Instructions to follow: Every line from the line containing "Each instance receives a single keypoint. Tag the concrete dome" through the final line below is to be repeated exactly; no other line is.
-- start Extracted entries --
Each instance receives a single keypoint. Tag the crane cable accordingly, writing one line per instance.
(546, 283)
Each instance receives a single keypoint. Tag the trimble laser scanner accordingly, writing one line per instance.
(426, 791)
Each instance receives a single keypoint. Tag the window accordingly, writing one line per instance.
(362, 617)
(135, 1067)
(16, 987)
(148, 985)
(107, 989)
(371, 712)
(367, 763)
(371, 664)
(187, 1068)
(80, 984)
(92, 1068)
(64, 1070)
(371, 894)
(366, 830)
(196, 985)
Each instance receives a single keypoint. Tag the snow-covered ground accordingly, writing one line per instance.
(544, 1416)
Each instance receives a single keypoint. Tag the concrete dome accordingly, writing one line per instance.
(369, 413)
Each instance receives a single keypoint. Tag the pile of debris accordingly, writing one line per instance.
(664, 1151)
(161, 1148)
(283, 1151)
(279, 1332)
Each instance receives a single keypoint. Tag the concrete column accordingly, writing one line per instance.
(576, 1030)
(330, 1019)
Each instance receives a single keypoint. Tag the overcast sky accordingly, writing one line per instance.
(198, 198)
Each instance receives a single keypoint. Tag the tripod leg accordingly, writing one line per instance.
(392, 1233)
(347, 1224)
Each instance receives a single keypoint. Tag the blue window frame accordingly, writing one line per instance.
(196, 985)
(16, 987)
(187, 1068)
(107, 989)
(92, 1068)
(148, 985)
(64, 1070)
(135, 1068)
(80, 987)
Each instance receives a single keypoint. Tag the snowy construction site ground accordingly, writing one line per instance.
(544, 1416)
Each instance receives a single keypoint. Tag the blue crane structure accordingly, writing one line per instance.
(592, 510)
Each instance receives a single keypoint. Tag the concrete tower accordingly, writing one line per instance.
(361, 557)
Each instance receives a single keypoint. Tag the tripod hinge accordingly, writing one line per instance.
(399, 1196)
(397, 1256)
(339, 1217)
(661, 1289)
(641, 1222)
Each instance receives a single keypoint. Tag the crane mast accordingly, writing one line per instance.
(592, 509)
-- end Extracted entries --
Solution:
Each instance receives a single keypoint. Tag the concrete dome accordingly, writing one line per instance.
(369, 413)
Each instance receives a single keypoint. Tag the pile of debris accordingly, writing one line per instance.
(664, 1151)
(161, 1148)
(283, 1151)
(279, 1332)
Each instance receives a single keypoint. Tag the concrete column accordingly, writing one line per instance.
(576, 1030)
(330, 1019)
Each instance receives a single keypoint. Tag the overcast sky accordingly, writing one line per instance.
(198, 198)
Each instance receives a single keypoint. Tag the tripod leg accordingly, writing one line per instance.
(392, 1233)
(347, 1224)
Each instance receives a single keypoint. Tag the blue window frame accordingly, writing one line per instance.
(196, 985)
(16, 987)
(187, 1068)
(107, 989)
(92, 1068)
(148, 985)
(64, 1070)
(135, 1068)
(80, 987)
Each instance receives a single keypoint. Tag the snowy construction site ground accordingly, writing one line per instance.
(544, 1416)
Each instance receives a single keypoint. Tag the blue crane structure accordingly, writing one line per instance.
(592, 510)
Each instance receives a single keypoint. Tag the concrete tower accordingly, writing one line per instance.
(361, 557)
Each instance receives a single keypoint. Tag the tripod hinge accordingly, writing one line per instance.
(399, 1196)
(397, 1256)
(339, 1217)
(661, 1289)
(641, 1222)
Each instance receives a single keypoint. Tag the crane mast accordingly, writing one line per instance.
(592, 509)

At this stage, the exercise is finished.